SOURCE EXTRACT:
________

= ASME NQA =

Industry consensus standard for nuclear quality assurance

ASME NQA-1 (Nuclear Quality Assurance-1) is an industry consensus standard created and maintained by the American Society of Mechanical Engineers (ASME). The latest edition was issued on July 24, 2024 (NQA-1-2024). However, the most commonly used version in the supply chain is NQA-1-2008 with the NQA-1a-2009 addendum or newer. Any organization submitting an application for a new design may use up to the 2022 edition. This is the case because these are versions endorsed by the NRC.

==NQA-1 Certification Program==

ASME offers an NQA-1 Certification Program. The ASME NQA-1 Certification program provides a means for an organization supplying items or services which provide a safety function for nuclear facilities to have its Quality Assurance Program recognized by ASME as having had its Quality Assurance Program audited and verified to be in conformance with the requirements of the ASME NQA-1 Standard. It provides a foot in the door to the industry; however, it does not relieve the buying organization from going through its vendor qualification process.

________

PROMPT A:
Decide whether each statement below agrees with the NQA-1 text, answering yes or no and quoting the words from the text that settle it. (i) The latest edition of NQA-1 was issued in 2024. (ii) The version most commonly used in the supply chain is NQA-1-2024. (iii) Holding ASME NQA-1 certification frees the buying organization from its vendor qualification process.
PROMPT B:
Extend the NQA-1 text with a few sentences that pick up right after its final sentence.

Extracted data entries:
________

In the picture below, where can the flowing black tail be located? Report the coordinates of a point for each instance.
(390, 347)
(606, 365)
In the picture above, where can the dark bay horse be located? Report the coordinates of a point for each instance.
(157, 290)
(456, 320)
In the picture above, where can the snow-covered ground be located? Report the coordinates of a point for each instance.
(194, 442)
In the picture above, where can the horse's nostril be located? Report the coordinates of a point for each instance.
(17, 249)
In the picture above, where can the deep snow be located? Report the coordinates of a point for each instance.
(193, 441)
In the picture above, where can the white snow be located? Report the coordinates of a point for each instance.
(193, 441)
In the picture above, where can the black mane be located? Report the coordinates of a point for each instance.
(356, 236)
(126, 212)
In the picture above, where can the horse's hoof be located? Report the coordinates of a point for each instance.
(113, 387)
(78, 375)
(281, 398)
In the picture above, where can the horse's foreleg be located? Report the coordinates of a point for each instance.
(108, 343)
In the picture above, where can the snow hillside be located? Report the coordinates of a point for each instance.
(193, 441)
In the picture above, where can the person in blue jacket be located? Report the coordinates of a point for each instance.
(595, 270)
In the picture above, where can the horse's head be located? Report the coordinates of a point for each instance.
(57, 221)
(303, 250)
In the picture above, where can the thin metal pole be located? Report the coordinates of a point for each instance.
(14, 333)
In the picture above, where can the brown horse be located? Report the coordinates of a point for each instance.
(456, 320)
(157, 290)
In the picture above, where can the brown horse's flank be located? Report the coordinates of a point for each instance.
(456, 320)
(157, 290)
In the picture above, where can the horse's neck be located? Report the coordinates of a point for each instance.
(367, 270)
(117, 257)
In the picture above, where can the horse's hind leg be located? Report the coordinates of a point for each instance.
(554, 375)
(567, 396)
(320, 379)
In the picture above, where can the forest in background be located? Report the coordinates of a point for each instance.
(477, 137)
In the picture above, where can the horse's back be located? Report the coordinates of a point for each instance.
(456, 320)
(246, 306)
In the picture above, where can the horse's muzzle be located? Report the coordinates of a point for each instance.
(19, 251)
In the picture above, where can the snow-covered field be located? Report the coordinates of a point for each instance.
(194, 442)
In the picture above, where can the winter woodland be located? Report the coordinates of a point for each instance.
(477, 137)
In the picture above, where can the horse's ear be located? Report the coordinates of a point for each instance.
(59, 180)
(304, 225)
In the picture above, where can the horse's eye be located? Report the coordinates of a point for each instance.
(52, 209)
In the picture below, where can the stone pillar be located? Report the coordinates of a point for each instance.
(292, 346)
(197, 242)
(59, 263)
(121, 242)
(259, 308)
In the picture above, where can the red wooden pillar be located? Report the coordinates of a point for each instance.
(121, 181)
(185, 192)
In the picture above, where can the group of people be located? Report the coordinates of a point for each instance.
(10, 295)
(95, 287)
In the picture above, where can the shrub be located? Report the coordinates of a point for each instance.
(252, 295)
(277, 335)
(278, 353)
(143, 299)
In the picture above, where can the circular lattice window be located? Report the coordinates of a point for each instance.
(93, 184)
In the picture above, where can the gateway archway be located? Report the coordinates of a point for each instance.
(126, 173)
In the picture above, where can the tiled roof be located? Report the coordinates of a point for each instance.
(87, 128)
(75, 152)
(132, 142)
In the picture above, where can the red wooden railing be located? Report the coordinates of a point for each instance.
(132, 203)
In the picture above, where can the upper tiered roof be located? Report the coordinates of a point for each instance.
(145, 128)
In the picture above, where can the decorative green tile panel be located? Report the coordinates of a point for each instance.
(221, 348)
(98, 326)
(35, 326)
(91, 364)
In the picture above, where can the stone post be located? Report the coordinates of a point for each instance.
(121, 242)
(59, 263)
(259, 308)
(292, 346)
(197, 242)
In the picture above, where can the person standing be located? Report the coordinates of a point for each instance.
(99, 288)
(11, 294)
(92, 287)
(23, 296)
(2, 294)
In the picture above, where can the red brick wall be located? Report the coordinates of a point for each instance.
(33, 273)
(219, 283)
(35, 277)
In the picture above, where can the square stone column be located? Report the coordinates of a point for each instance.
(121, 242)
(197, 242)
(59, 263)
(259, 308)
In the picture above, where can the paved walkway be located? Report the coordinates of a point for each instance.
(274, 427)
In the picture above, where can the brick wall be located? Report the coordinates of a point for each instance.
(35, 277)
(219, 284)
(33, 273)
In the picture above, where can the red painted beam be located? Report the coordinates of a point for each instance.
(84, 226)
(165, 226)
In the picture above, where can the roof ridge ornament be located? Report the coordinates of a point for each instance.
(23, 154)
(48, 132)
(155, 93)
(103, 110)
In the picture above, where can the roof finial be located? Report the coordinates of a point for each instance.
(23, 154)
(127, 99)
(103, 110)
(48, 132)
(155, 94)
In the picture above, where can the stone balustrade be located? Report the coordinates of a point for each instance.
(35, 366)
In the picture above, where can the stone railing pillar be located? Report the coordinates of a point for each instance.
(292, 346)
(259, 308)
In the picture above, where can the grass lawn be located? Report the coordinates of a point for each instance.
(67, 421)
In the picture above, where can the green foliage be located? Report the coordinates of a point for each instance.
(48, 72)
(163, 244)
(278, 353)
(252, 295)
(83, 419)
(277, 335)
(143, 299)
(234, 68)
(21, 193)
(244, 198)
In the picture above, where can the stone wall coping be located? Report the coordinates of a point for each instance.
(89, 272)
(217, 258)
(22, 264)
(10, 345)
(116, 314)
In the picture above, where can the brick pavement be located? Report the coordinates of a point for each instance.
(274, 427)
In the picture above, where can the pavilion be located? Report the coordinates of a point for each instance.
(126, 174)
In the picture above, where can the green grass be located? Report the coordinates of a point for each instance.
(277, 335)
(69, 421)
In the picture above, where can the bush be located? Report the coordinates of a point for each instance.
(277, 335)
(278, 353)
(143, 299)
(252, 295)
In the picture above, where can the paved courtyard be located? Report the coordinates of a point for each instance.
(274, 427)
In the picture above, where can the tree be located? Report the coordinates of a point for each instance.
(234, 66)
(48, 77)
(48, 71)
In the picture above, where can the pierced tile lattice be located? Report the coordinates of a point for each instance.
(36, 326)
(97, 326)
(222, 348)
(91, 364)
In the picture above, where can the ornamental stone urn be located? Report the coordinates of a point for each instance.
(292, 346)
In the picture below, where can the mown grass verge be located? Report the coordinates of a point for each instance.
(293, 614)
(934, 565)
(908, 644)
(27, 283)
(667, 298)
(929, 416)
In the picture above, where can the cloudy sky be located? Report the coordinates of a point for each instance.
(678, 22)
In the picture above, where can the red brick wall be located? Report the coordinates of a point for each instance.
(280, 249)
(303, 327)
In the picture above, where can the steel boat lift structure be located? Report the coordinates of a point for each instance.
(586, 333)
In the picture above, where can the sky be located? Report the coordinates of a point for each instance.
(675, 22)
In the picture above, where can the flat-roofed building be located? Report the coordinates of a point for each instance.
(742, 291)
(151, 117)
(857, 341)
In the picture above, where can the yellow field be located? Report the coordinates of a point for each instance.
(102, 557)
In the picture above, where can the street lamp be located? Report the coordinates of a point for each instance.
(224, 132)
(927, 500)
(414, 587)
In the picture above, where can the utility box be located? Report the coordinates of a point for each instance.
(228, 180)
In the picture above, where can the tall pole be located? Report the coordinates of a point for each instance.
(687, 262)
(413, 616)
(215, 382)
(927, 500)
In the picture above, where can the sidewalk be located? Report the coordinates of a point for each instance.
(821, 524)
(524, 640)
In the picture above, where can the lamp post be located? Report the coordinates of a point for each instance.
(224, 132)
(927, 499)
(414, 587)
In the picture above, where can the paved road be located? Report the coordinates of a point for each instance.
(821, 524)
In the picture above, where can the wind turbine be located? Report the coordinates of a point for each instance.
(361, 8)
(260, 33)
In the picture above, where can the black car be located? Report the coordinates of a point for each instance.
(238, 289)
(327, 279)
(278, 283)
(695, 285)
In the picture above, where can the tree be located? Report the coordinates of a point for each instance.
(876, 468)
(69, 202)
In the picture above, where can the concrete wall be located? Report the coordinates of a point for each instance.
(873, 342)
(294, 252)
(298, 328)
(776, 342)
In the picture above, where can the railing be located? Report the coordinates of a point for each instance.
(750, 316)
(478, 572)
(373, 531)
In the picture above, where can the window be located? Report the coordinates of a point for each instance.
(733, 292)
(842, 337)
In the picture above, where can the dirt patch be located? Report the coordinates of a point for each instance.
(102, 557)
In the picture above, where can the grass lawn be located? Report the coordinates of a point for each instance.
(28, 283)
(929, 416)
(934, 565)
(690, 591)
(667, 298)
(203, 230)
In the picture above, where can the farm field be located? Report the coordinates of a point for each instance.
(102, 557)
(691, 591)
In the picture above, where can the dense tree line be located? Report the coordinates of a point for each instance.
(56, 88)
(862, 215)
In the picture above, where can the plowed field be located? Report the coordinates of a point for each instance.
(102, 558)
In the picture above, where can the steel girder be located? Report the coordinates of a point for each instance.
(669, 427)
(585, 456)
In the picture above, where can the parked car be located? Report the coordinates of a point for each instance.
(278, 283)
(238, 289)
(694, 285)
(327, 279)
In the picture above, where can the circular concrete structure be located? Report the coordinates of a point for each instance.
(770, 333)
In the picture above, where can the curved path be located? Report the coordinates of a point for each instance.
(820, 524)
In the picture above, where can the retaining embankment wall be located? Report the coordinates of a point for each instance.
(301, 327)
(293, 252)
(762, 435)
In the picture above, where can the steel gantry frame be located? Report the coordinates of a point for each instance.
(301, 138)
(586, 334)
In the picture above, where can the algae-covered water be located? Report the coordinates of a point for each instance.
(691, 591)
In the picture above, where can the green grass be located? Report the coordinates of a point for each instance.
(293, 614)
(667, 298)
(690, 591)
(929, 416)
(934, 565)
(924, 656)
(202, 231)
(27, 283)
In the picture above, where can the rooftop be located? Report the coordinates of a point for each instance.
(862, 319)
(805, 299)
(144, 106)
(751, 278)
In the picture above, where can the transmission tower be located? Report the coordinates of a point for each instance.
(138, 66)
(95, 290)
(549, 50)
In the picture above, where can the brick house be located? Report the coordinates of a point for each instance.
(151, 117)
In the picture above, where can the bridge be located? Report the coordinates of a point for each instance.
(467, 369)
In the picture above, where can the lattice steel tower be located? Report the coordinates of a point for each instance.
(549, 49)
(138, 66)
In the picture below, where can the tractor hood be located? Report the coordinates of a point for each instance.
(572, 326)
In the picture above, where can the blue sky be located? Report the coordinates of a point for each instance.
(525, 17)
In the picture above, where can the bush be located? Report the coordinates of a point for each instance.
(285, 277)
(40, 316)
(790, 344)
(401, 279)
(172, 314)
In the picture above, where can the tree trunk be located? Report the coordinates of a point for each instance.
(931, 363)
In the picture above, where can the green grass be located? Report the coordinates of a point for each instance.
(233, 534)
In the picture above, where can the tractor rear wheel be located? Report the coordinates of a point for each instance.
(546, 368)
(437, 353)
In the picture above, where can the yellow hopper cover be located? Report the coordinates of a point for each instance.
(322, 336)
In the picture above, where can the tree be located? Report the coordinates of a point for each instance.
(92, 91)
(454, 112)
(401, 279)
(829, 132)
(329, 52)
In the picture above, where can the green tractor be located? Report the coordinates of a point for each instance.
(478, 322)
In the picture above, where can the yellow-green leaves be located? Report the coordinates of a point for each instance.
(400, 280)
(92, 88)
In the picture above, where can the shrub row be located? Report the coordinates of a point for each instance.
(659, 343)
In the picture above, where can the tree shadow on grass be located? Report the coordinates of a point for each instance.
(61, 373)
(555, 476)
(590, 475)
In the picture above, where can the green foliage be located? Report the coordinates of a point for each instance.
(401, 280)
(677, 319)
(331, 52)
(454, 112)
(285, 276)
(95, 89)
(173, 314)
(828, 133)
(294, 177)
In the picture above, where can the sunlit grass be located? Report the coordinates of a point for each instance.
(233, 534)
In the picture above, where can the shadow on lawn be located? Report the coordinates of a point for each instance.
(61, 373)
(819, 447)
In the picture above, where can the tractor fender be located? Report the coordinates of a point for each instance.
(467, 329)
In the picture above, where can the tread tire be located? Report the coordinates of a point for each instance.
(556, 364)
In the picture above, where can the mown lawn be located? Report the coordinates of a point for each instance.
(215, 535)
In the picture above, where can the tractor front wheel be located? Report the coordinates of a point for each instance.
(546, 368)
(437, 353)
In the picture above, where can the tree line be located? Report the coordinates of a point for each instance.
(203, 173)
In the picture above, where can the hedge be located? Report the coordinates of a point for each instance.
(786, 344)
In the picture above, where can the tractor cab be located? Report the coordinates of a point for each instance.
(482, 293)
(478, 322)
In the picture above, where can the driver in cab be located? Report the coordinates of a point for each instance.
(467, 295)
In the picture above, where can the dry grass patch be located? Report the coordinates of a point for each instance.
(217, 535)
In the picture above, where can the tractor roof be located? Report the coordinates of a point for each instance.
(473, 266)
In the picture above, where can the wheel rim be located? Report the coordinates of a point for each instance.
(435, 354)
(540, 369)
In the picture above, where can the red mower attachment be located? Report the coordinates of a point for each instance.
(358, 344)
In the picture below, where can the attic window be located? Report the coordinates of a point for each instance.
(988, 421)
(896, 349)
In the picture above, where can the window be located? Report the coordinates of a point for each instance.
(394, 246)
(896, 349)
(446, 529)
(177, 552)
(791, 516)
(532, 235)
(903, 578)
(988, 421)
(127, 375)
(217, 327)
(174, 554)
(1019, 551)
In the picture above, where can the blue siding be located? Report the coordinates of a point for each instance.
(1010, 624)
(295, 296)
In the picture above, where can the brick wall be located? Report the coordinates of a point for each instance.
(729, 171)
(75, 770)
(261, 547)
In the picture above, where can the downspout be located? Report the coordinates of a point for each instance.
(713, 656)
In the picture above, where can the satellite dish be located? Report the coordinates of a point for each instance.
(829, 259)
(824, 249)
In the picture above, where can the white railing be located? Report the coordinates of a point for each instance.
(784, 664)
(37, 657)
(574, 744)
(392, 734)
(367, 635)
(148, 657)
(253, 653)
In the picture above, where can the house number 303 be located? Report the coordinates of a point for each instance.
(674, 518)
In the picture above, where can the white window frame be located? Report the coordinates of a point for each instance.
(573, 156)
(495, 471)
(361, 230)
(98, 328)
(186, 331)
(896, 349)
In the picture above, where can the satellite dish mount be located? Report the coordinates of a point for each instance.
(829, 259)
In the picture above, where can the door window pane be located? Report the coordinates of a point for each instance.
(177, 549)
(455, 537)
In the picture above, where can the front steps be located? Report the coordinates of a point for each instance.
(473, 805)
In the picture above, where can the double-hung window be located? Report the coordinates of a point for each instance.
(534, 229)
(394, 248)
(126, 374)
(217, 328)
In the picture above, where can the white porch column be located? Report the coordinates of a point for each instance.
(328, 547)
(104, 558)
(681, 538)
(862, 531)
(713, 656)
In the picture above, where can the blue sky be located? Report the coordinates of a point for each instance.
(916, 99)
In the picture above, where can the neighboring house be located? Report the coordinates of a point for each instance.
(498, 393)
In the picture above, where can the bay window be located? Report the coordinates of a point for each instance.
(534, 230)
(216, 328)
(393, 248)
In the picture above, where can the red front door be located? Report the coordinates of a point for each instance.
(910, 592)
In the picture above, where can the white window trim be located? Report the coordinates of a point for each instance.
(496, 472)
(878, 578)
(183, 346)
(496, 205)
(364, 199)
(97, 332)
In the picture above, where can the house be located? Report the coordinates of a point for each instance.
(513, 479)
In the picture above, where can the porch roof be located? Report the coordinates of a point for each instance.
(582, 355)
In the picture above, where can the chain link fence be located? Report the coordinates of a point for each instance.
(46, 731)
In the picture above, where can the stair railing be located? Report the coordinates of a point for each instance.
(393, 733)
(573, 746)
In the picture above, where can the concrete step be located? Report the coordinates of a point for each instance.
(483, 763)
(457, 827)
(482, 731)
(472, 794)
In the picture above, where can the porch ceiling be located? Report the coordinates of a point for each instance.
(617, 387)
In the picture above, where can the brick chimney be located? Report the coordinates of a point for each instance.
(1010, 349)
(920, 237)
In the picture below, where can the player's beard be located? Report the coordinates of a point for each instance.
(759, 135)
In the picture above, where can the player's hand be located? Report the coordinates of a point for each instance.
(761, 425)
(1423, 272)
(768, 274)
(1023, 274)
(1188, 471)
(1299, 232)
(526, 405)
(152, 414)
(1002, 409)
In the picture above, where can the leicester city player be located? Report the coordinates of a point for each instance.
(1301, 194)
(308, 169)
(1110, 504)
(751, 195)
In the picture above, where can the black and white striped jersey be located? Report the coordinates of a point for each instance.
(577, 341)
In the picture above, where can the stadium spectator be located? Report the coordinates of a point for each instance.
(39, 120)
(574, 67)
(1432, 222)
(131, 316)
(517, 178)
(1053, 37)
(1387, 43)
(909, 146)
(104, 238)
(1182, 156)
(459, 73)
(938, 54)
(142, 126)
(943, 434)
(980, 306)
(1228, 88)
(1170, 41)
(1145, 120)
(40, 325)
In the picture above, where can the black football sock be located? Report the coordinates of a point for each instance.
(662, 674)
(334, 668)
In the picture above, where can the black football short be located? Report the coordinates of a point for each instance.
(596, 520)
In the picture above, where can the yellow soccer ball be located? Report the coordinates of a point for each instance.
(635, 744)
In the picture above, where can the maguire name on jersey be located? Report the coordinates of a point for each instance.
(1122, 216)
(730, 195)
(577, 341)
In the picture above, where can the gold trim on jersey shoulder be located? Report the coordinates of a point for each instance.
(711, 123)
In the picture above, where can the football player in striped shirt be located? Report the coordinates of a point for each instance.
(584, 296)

________

RESPONSE A:
(i) Yes: "The latest edition was issued on July 24, 2024 (NQA-1-2024)."
(ii) No: "the most commonly used version in the supply chain is NQA-1-2008 with the NQA-1a-2009 addendum or newer."
(iii) No: "it does not relieve the buying organization from going through its vendor qualification process."

RESPONSE B:
The NQA-1 Certification Program is developed, maintained and administered by ASME and industry subject matter experts serving as volunteers on ASME's committees. The NQA-1 Quality Program Certificate is available to organizations implementing the ASME NQA-1 Standard, Part I and Part II, or portions there of, however, An NQA-1 Quality Program Certificate is not available to an organization for activities pertaining to weaponry and for Owners of facilities handling and/or utilizing nuclear material. Starting with the 2008 edition, organizations have the option to either update their QA Program to meet the latest published edition/addenda of the ASME NQA-1 Standard, or, freeze its program to a specific edition/addenda.

The goal of NQA-1 Certification is to promote consistent application and understanding of the requirements of the NQA-1 Standard throughout the supply chain. By having ASME oversee the program, they ensures a fair and unbiased evaluation of a Supplier's QA Program. Certification is based upon 1 Triennial Program Audit and 2 Interim Audits within a 3-year certification period.
An NQA-1 QA Certificate does not apply to or replace the certification requirements to supply, manufacture, construction and fabrication of items falling under the scope of the ASME Boiler and Pressure Vessel Code, Section III, Rules for Construction of Nuclear Facility Components. An audit does not pre-qualify or exempt an organization from a qualification audit being performed by the Purchaser of the items or services provided by the organization.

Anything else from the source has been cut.